» TASK INPUTS

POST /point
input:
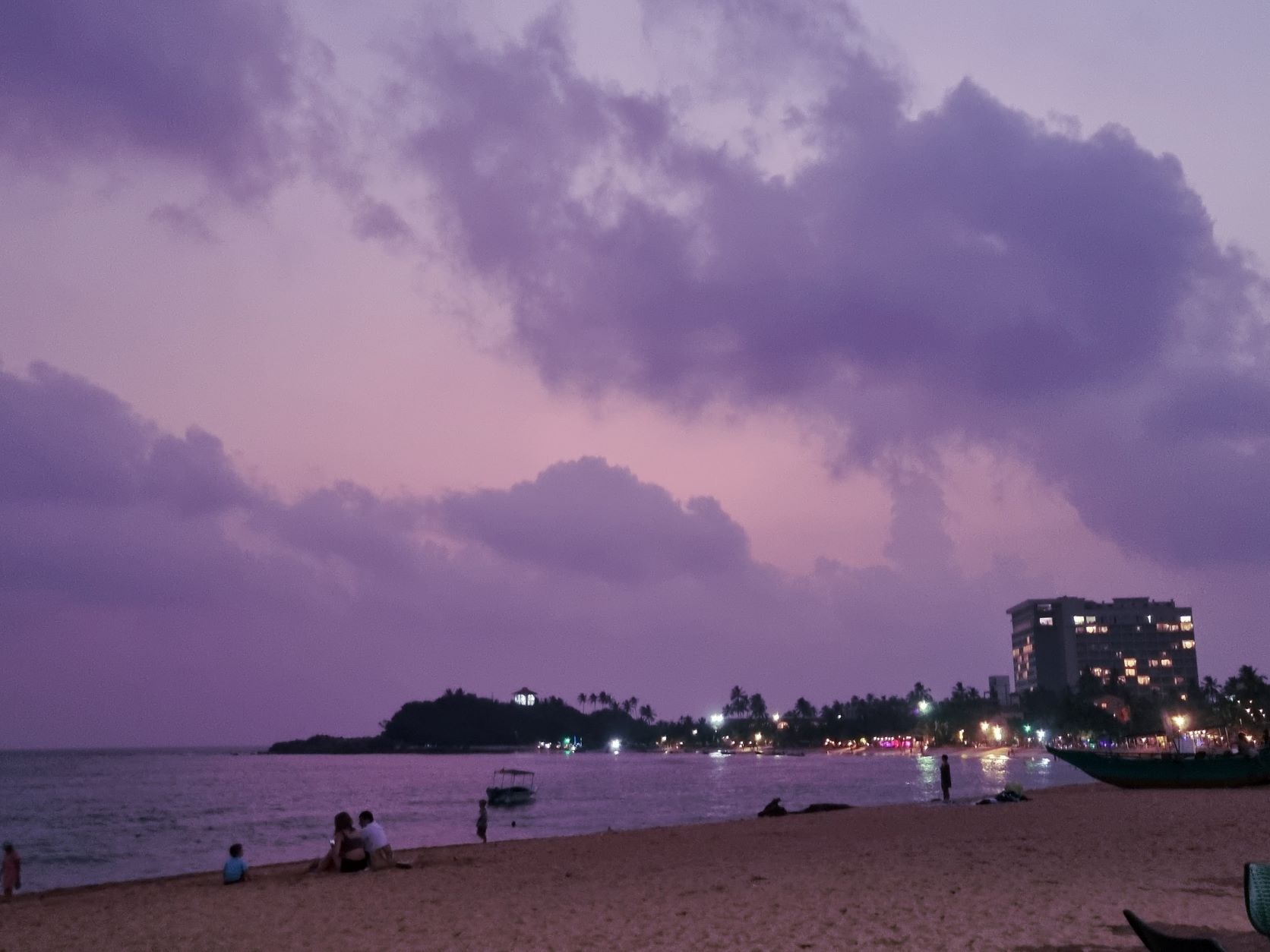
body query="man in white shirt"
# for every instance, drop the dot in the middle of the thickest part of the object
(376, 842)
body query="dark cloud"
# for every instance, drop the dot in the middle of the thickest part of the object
(962, 273)
(381, 221)
(139, 564)
(185, 222)
(592, 519)
(202, 83)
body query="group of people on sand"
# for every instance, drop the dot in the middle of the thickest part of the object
(352, 850)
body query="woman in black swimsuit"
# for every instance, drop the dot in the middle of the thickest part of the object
(347, 851)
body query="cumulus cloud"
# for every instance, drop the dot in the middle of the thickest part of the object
(135, 563)
(965, 273)
(592, 519)
(204, 83)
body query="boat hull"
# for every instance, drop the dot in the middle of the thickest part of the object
(1170, 771)
(508, 796)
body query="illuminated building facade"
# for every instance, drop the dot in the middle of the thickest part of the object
(1126, 641)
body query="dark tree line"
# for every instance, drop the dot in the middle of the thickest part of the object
(459, 720)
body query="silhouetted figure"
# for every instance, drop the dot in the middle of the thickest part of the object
(376, 843)
(11, 870)
(235, 867)
(774, 809)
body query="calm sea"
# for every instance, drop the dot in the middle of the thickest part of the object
(104, 815)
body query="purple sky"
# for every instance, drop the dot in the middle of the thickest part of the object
(646, 347)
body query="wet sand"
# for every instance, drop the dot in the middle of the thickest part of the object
(1052, 874)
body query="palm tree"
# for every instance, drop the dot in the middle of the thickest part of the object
(1209, 689)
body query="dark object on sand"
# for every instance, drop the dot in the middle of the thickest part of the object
(1169, 768)
(1256, 895)
(775, 809)
(1161, 942)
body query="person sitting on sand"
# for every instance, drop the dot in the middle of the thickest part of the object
(11, 870)
(376, 842)
(347, 851)
(235, 867)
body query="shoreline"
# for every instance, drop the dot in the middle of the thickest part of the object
(1049, 874)
(402, 852)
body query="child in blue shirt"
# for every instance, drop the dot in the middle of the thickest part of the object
(235, 867)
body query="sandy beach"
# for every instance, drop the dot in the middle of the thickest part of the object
(1052, 874)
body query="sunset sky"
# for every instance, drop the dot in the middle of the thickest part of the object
(355, 351)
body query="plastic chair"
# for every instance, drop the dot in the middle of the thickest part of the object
(1161, 942)
(1256, 895)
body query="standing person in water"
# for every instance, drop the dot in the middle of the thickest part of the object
(11, 870)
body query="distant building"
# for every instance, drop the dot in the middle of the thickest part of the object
(525, 697)
(999, 689)
(1114, 706)
(1132, 641)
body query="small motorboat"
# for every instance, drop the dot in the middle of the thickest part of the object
(1169, 768)
(510, 787)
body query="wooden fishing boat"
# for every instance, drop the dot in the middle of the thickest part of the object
(510, 787)
(1169, 768)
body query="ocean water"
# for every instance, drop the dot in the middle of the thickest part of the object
(106, 815)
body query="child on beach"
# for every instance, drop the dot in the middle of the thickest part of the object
(11, 870)
(235, 867)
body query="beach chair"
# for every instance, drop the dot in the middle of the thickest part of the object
(1256, 895)
(1161, 942)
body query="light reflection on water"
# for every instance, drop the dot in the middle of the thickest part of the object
(96, 816)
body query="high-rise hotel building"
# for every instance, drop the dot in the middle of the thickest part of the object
(1132, 641)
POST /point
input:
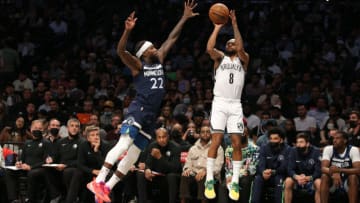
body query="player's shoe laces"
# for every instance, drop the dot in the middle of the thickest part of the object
(233, 191)
(209, 189)
(100, 190)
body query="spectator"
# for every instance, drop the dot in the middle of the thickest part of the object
(106, 115)
(66, 158)
(272, 169)
(23, 82)
(334, 114)
(320, 112)
(91, 156)
(304, 169)
(176, 136)
(340, 167)
(33, 155)
(354, 128)
(305, 123)
(194, 170)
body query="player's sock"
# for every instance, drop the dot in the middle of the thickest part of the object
(112, 182)
(210, 168)
(102, 174)
(236, 171)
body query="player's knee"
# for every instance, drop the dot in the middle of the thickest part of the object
(325, 179)
(317, 184)
(130, 130)
(353, 179)
(289, 183)
(236, 142)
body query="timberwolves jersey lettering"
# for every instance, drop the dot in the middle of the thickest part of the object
(150, 86)
(341, 162)
(229, 79)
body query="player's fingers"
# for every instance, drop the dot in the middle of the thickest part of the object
(193, 6)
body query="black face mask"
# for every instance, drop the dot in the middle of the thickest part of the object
(275, 146)
(352, 124)
(301, 150)
(37, 134)
(71, 135)
(243, 139)
(175, 134)
(54, 131)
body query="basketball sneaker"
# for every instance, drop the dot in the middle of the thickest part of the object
(233, 191)
(100, 190)
(209, 189)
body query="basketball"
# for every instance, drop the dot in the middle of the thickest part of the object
(219, 13)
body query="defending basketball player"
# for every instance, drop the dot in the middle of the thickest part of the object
(230, 68)
(147, 71)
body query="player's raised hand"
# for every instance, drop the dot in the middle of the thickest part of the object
(130, 21)
(189, 5)
(232, 16)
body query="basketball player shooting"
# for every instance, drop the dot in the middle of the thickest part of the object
(230, 68)
(147, 70)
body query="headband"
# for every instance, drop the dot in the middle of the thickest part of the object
(143, 48)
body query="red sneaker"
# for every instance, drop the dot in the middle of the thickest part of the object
(100, 190)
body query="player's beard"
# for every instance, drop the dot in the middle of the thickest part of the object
(230, 52)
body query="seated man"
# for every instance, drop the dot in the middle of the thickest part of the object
(194, 170)
(33, 155)
(250, 155)
(163, 168)
(272, 169)
(91, 156)
(303, 169)
(67, 171)
(340, 167)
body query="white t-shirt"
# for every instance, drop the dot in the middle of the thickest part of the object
(354, 153)
(304, 124)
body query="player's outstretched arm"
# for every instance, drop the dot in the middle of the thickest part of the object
(189, 5)
(215, 54)
(239, 41)
(129, 60)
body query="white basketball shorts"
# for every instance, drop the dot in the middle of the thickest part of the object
(226, 113)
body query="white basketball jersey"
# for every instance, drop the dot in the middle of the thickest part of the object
(229, 79)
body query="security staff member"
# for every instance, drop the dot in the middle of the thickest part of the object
(304, 169)
(67, 169)
(33, 155)
(272, 170)
(163, 167)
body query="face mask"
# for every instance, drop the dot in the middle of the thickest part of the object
(244, 139)
(107, 113)
(175, 134)
(200, 107)
(301, 150)
(186, 100)
(54, 131)
(37, 134)
(275, 146)
(352, 124)
(330, 126)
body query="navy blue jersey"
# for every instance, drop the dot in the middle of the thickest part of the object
(150, 86)
(308, 164)
(277, 161)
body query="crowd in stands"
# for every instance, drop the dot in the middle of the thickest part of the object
(58, 64)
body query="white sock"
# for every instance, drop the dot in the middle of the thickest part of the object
(236, 171)
(210, 162)
(102, 174)
(112, 182)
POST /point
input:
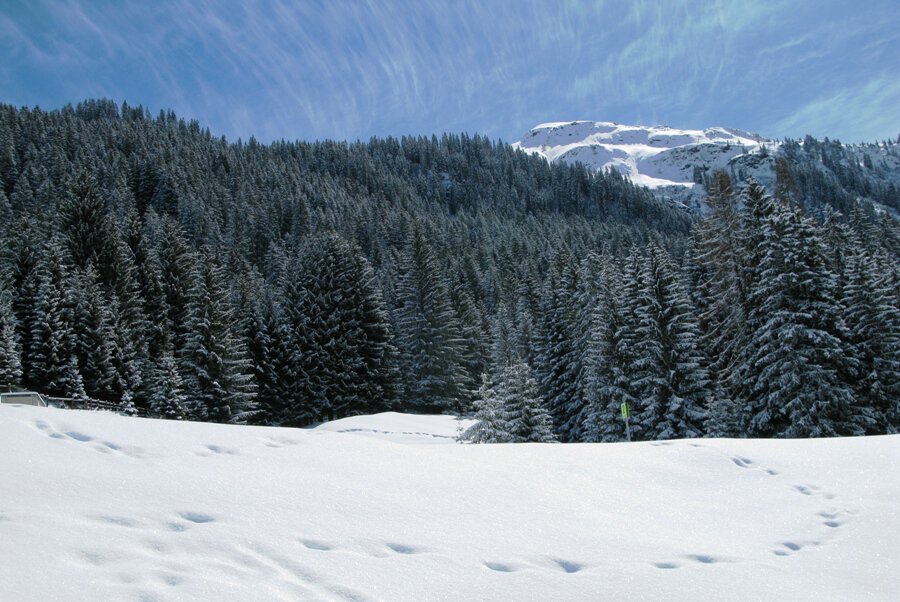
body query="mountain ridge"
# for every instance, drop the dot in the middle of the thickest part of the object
(676, 163)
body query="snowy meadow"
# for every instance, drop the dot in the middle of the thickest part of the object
(96, 506)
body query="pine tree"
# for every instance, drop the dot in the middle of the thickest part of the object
(52, 364)
(606, 379)
(492, 426)
(430, 339)
(527, 419)
(95, 337)
(559, 360)
(667, 367)
(873, 319)
(217, 378)
(793, 367)
(717, 266)
(348, 362)
(165, 391)
(10, 352)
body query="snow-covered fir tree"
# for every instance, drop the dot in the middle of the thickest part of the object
(528, 421)
(217, 379)
(491, 425)
(165, 391)
(10, 352)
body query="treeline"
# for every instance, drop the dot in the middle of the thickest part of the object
(146, 262)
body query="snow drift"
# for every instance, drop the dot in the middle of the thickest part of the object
(94, 506)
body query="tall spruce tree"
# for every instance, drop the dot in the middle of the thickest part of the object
(217, 379)
(10, 351)
(793, 369)
(430, 338)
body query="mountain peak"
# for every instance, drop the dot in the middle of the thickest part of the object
(654, 156)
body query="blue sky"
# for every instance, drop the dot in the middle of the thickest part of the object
(351, 69)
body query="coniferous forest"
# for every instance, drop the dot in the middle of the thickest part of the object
(145, 262)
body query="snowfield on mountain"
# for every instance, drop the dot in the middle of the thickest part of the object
(95, 506)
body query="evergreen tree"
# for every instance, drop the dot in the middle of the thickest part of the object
(429, 333)
(606, 380)
(10, 353)
(492, 426)
(52, 364)
(527, 419)
(559, 358)
(165, 391)
(94, 337)
(792, 369)
(217, 379)
(873, 319)
(671, 383)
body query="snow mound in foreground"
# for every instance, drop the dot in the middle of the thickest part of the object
(94, 506)
(401, 428)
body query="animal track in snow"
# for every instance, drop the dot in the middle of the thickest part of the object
(280, 441)
(317, 545)
(666, 565)
(211, 449)
(568, 566)
(196, 517)
(501, 567)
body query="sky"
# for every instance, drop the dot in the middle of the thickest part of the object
(353, 69)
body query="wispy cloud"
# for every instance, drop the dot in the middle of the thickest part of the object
(355, 68)
(853, 114)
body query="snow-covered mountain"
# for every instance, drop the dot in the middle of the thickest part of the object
(670, 161)
(674, 163)
(95, 506)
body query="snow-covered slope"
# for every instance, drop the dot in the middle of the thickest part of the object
(99, 507)
(658, 157)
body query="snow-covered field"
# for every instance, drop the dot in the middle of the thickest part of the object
(94, 506)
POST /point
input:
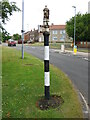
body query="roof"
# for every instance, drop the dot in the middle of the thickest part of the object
(57, 27)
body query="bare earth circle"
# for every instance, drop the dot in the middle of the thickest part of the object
(53, 102)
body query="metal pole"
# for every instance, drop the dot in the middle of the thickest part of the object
(22, 29)
(46, 53)
(74, 25)
(46, 64)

» WHAT THE TASK REQUIRES
State how many lines in the records above contain the string "shirt", counting only matches in the same case. Give the number alone.

» PROBLEM SOLUTION
3